Set down, word for word, the stretch of the mobile telephone patent text below from "In other situations it" through "or an accident.".

#### Reading passage ####

1. Field of the Invention
The present invention relates to the telecommunications field, in particular to a mobile telephone communication method.
More in particular, the method according to the invention applies to terminals which are capable of connecting through radio waves to a network distributed over a territory, typically with cellular coverage, and which need to signal their position within that area during a voice call.
2. Present State of the Art
An increasing number of the latest mobile terminals include a receiver for detecting their position, e.g. of the GPS, a-GPS, etc. type, thus offering the user services based on geographic localization, such as map look-up, searching for points of interest, assisted navigation, and georeferencing of multimedia contents.
In some situations it is necessary or desirable to know the geographic position of the called terminal with some accuracy.
This requirement may be felt, for example, when a user needing assistance, e.g. because he/she cannot move, does not exactly know his/her own geographic coordinates and needs help, e.g. on a ski slope. Or when the user cannot make any calls with his/her mobile terminal because, for example, he/she has no credit left on his/her prepaid card.
In other situations it may be useful to localize a called terminal installed in a mobile means, such as a vehicle, that must be localized, e.g. in the event of a theft or an accident.
In other situations, it may be desirable that a calling terminal and a called terminal make known to each other their respective geographic positions; for example, two users in unknown places who want to meet will find it useful to be able to obtain information about their reciprocal positions.
Mobile telephone terminals are known in the art which can transmit their position during emergency calls. International patent application No. WO 2008/085993 describes an LTE telephone device equipped with a localization device, e.g. a GPS receiver, which uses position information in order to connect more efficiently to the network. The terminal described in said patent application can also enter information about its position into connection messages generated during emergency calls, so that the caller's position can be determined as quickly as possible.
In the system described in said international patent application, only the calling terminal is given the possibility to communicate its position to emergency management services. However, no information can be obtained about the geographic position of the called terminal.
U.S. patent application US 2008/0009293 describes a method for informing the calling user about the network to which the called terminal is locked. Upon requesting the call, the calling terminal apprehends if the called terminal is abroad and which network it is currently registered with. The calling user can thus decide to give up the call so as to prevent the called user from incurring in connection costs or, if the called user is in a different time zone, to avoid calling him/her at improper times.

#### Information supplied ####

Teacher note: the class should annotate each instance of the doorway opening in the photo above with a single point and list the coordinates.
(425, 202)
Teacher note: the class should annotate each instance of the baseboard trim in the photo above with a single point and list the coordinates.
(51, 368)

####

◆ Solution
In other situations it may be useful to localize a called terminal installed in a mobile means, such as a vehicle, that must be localized, e.g. in the event of a theft or an accident.